- **Exercise objective**
List every line in the data below that contains the word "nose", treating uppercase and lowercase as different.

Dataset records
>>>
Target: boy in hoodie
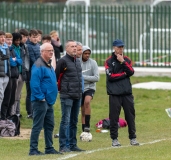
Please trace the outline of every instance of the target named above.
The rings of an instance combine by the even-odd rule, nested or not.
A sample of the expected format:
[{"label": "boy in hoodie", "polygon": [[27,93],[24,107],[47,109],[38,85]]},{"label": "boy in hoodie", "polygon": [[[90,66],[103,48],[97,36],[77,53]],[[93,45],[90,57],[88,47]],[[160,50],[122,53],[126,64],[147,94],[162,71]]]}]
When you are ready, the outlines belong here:
[{"label": "boy in hoodie", "polygon": [[91,49],[83,46],[83,54],[81,57],[82,76],[84,78],[84,93],[81,103],[82,130],[90,132],[91,107],[90,102],[93,99],[96,82],[99,81],[99,70],[95,60],[90,58]]}]

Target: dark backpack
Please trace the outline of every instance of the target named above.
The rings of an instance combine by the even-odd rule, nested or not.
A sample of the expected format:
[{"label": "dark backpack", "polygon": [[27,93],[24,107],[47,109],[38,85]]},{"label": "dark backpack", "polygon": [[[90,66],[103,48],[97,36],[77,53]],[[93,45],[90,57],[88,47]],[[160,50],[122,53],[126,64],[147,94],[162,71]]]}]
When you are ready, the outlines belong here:
[{"label": "dark backpack", "polygon": [[110,119],[105,118],[105,119],[103,119],[102,121],[103,121],[102,127],[103,127],[104,129],[109,129],[109,128],[110,128]]},{"label": "dark backpack", "polygon": [[15,124],[15,135],[20,135],[20,118],[17,115],[12,115],[8,117],[7,119],[11,120]]}]

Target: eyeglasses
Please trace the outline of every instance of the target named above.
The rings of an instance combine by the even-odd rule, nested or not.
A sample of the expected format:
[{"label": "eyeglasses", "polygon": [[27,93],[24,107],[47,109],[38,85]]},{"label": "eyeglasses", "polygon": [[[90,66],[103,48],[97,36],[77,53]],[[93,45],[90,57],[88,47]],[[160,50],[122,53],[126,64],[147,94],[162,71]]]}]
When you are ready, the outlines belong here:
[{"label": "eyeglasses", "polygon": [[44,50],[44,51],[49,52],[49,53],[54,52],[54,50]]}]

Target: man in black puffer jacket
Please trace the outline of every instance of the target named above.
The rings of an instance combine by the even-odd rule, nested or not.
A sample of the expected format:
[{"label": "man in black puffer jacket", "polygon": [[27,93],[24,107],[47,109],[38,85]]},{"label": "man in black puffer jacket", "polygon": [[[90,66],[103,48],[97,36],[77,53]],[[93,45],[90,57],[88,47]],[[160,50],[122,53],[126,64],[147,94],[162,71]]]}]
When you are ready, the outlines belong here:
[{"label": "man in black puffer jacket", "polygon": [[[76,58],[76,42],[69,40],[65,46],[66,55],[59,59],[56,67],[62,111],[59,130],[59,150],[60,152],[83,151],[78,148],[76,138],[82,96],[82,69],[80,60]],[[69,139],[67,134],[68,126]],[[66,141],[69,141],[69,148]]]},{"label": "man in black puffer jacket", "polygon": [[109,95],[110,136],[112,146],[120,146],[118,142],[118,120],[123,107],[131,145],[139,145],[136,141],[134,97],[130,77],[134,74],[131,60],[123,55],[122,40],[113,42],[114,52],[105,62],[106,86]]}]

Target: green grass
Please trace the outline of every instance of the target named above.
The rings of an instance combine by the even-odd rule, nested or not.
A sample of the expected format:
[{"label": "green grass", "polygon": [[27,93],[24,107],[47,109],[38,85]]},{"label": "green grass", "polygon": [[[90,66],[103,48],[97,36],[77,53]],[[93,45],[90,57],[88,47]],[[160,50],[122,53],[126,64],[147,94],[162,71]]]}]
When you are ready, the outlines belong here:
[{"label": "green grass", "polygon": [[[169,82],[168,77],[132,77],[132,84],[149,81]],[[145,90],[133,89],[136,109],[136,129],[137,140],[144,145],[133,147],[129,145],[128,131],[126,128],[119,129],[119,141],[121,148],[112,148],[110,134],[96,133],[95,124],[103,118],[108,117],[108,96],[105,88],[105,75],[100,75],[100,81],[97,83],[97,91],[92,100],[92,116],[91,116],[91,133],[93,135],[92,142],[81,142],[79,135],[81,134],[81,120],[79,115],[78,123],[78,146],[82,149],[92,151],[91,153],[78,153],[70,160],[170,160],[170,118],[165,113],[165,108],[171,107],[171,91],[170,90]],[[54,105],[55,110],[55,131],[58,132],[60,123],[60,101],[59,97]],[[25,111],[25,87],[22,91],[21,100],[21,127],[31,128],[32,121],[26,118]],[[120,117],[124,118],[123,110]],[[149,142],[162,140],[153,144]],[[0,159],[2,160],[57,160],[66,155],[47,155],[47,156],[28,156],[29,139],[6,139],[0,138]],[[58,139],[54,139],[54,147],[58,150]],[[99,149],[99,151],[98,151]],[[39,140],[39,150],[44,151],[43,133]]]}]

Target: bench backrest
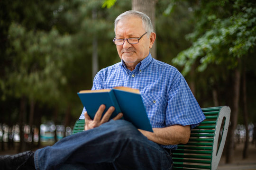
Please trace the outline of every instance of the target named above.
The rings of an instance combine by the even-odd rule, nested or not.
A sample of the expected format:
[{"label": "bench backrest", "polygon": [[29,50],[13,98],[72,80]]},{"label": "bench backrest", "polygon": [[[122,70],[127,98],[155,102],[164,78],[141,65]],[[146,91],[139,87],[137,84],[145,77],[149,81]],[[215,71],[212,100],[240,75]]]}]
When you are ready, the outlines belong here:
[{"label": "bench backrest", "polygon": [[228,133],[228,106],[202,109],[206,119],[191,131],[189,142],[172,152],[173,170],[216,170]]},{"label": "bench backrest", "polygon": [[[230,110],[228,106],[202,109],[206,119],[191,131],[189,142],[172,152],[173,170],[216,170],[223,150]],[[77,120],[73,134],[84,128],[84,119]]]}]

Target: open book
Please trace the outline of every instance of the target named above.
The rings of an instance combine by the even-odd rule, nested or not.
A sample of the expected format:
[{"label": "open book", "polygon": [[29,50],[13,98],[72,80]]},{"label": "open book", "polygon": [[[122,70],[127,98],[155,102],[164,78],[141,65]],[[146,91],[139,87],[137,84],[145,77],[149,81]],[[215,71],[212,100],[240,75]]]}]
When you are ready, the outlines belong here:
[{"label": "open book", "polygon": [[115,108],[110,119],[118,113],[123,114],[123,119],[131,122],[136,128],[153,132],[139,90],[126,87],[116,87],[111,89],[82,90],[77,94],[91,119],[102,104],[106,109]]}]

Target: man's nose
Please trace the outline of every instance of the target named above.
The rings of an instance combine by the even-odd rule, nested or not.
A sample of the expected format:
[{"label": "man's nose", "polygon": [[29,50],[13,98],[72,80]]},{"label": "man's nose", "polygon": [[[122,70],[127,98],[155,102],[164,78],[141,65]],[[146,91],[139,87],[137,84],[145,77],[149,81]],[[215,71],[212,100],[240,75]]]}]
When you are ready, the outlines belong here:
[{"label": "man's nose", "polygon": [[132,45],[128,42],[128,41],[127,39],[124,40],[124,44],[123,44],[123,48],[127,49],[131,47]]}]

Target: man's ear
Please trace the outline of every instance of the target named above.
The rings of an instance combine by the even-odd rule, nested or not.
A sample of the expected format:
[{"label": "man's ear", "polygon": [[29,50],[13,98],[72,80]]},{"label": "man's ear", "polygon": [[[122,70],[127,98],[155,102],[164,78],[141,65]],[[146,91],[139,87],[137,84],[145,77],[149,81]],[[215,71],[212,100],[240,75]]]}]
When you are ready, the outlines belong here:
[{"label": "man's ear", "polygon": [[151,33],[151,34],[150,34],[150,36],[149,37],[149,39],[150,42],[149,42],[149,48],[152,48],[153,44],[154,44],[154,42],[155,42],[155,33]]}]

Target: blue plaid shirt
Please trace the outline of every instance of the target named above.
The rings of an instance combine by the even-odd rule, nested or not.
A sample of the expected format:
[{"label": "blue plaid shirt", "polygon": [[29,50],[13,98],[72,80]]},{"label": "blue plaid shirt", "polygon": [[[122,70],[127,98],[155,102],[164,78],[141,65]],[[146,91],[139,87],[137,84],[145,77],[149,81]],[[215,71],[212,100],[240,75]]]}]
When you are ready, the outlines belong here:
[{"label": "blue plaid shirt", "polygon": [[[205,119],[185,79],[178,70],[148,56],[131,71],[122,60],[96,75],[92,90],[127,86],[140,90],[152,128],[174,125],[191,128]],[[79,119],[84,119],[84,108]],[[176,145],[162,145],[174,149]]]}]

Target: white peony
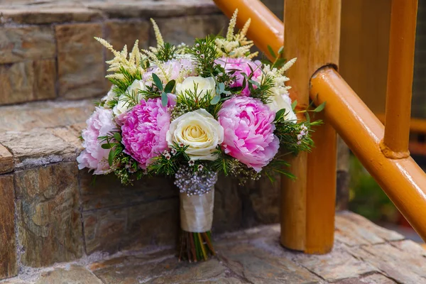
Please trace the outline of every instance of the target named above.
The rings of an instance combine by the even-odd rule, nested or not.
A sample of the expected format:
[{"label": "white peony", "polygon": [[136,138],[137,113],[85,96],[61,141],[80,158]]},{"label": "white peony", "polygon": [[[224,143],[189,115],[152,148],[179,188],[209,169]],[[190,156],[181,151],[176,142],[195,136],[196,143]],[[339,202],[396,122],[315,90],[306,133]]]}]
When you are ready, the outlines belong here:
[{"label": "white peony", "polygon": [[292,109],[291,99],[290,99],[288,94],[281,94],[280,92],[278,92],[278,88],[275,87],[272,88],[271,91],[273,94],[270,97],[272,102],[266,105],[275,112],[278,111],[280,109],[285,109],[285,116],[284,118],[285,120],[291,120],[295,124],[297,121],[297,117]]},{"label": "white peony", "polygon": [[165,139],[169,146],[174,143],[188,146],[185,152],[191,160],[214,160],[217,157],[213,152],[224,141],[224,129],[212,114],[200,109],[173,121]]},{"label": "white peony", "polygon": [[[127,87],[127,90],[126,91],[129,94],[138,93],[139,90],[145,91],[146,87],[145,87],[145,84],[142,80],[136,80],[133,82]],[[141,102],[143,99],[143,96],[141,94],[138,95],[138,102]],[[126,102],[126,96],[124,94],[121,94],[119,97],[119,102],[112,109],[112,111],[114,114],[116,116],[119,116],[120,114],[124,114],[130,109],[130,106]]]},{"label": "white peony", "polygon": [[104,105],[104,109],[109,109],[108,102],[111,101],[116,95],[115,92],[114,92],[114,91],[112,90],[112,89],[114,89],[114,87],[115,86],[114,84],[111,86],[111,89],[109,89],[109,91],[108,91],[106,95],[105,95],[103,98],[101,99],[101,101],[104,102],[105,103]]},{"label": "white peony", "polygon": [[176,84],[176,93],[185,94],[186,90],[195,90],[197,85],[197,95],[199,99],[202,99],[210,92],[211,96],[214,97],[216,94],[216,82],[212,77],[203,78],[202,77],[188,77],[183,80],[182,83]]}]

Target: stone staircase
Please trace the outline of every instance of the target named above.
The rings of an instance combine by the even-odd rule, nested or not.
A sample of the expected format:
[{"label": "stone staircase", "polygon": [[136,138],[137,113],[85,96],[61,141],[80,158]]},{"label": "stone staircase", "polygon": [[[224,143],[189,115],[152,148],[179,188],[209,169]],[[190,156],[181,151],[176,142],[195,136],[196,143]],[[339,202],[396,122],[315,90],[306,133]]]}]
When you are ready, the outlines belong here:
[{"label": "stone staircase", "polygon": [[[344,262],[346,251],[337,255],[338,261],[311,258],[280,247],[276,225],[239,231],[278,222],[279,180],[241,187],[221,177],[214,232],[237,232],[219,237],[217,258],[179,263],[170,250],[179,227],[172,180],[146,179],[124,187],[114,177],[97,177],[94,182],[87,170],[79,171],[77,137],[93,101],[109,88],[104,61],[111,55],[93,37],[117,49],[136,39],[141,48],[154,45],[150,17],[174,43],[218,33],[228,22],[207,0],[0,0],[0,283],[293,283],[347,278],[361,279],[354,283],[394,283],[390,278],[420,283],[392,276],[391,269],[377,264],[380,258],[371,264],[374,269],[367,266],[327,276],[330,267],[317,271],[310,259]],[[338,250],[341,244],[384,244],[397,247],[396,256],[406,247],[417,249],[400,235],[383,231],[390,236],[385,237],[378,227],[356,218],[349,213],[337,218]],[[360,233],[352,235],[354,230]],[[422,251],[413,260],[420,275],[415,280],[426,277],[418,272],[424,268]],[[352,255],[355,260],[343,268],[357,266],[364,254]],[[376,277],[390,282],[362,282]]]}]

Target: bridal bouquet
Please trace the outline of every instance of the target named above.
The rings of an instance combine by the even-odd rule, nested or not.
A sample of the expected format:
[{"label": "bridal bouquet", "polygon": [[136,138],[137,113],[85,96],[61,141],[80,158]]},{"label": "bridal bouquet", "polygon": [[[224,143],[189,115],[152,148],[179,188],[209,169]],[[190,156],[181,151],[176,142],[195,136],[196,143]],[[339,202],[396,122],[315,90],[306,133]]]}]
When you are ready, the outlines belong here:
[{"label": "bridal bouquet", "polygon": [[[180,258],[214,255],[210,231],[219,173],[241,183],[265,174],[290,175],[283,155],[309,151],[311,126],[297,123],[285,76],[295,58],[283,49],[273,62],[253,60],[246,33],[196,39],[192,46],[165,42],[151,19],[157,46],[116,51],[107,61],[112,83],[82,133],[79,168],[114,173],[124,184],[146,175],[175,177],[180,194]],[[316,109],[317,111],[323,107]],[[307,114],[307,110],[305,111]],[[309,116],[307,116],[309,118]],[[280,150],[280,154],[278,151]]]}]

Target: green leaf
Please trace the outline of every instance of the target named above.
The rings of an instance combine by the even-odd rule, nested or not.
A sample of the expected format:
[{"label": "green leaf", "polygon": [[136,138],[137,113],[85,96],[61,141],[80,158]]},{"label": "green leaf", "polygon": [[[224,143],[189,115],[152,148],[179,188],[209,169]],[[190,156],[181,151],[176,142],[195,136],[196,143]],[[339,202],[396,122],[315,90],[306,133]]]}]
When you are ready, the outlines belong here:
[{"label": "green leaf", "polygon": [[320,112],[322,110],[324,109],[324,108],[325,107],[325,104],[327,102],[324,102],[322,104],[320,104],[318,106],[317,106],[317,108],[315,109],[314,109],[315,112]]},{"label": "green leaf", "polygon": [[297,100],[295,99],[295,101],[291,104],[291,109],[294,110],[297,105]]},{"label": "green leaf", "polygon": [[114,162],[115,151],[110,151],[109,154],[108,155],[108,164],[109,166],[112,165],[112,163]]},{"label": "green leaf", "polygon": [[102,149],[111,149],[112,147],[115,146],[115,143],[106,143],[105,144],[101,145]]},{"label": "green leaf", "polygon": [[213,99],[212,99],[212,101],[210,102],[210,104],[217,104],[219,100],[220,100],[220,94],[217,94],[216,96],[213,97]]},{"label": "green leaf", "polygon": [[121,134],[118,132],[114,133],[114,138],[118,142],[121,142]]},{"label": "green leaf", "polygon": [[167,103],[168,102],[168,97],[167,97],[167,94],[165,92],[163,92],[161,94],[161,104],[163,106],[167,106]]},{"label": "green leaf", "polygon": [[153,73],[153,80],[154,80],[154,84],[155,84],[155,86],[157,86],[158,89],[160,91],[163,91],[163,83],[161,82],[161,80],[158,76],[157,76],[157,75],[155,73]]},{"label": "green leaf", "polygon": [[164,92],[165,92],[168,94],[171,93],[172,91],[173,90],[173,88],[175,87],[175,83],[176,83],[176,81],[175,81],[175,80],[169,81],[169,82],[165,84],[165,87],[164,87]]},{"label": "green leaf", "polygon": [[277,113],[275,114],[275,121],[278,120],[281,116],[283,116],[283,114],[284,114],[285,112],[285,109],[281,109],[279,111],[278,111]]},{"label": "green leaf", "polygon": [[272,55],[272,57],[273,58],[277,58],[277,55],[275,55],[275,54],[273,52],[273,50],[272,49],[272,48],[271,47],[271,45],[268,45],[268,50],[269,50],[269,53],[271,53],[271,55]]}]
<<<
- **Written solution**
Target: man's nose
[{"label": "man's nose", "polygon": [[29,50],[13,98],[72,80]]},{"label": "man's nose", "polygon": [[[122,70],[127,98],[155,102],[164,78],[141,65]],[[146,91],[139,87],[137,84],[145,77],[149,81]],[[215,71],[212,100],[240,75]]]}]
[{"label": "man's nose", "polygon": [[132,45],[128,42],[128,41],[127,39],[124,40],[124,44],[123,44],[123,48],[127,49],[131,47]]}]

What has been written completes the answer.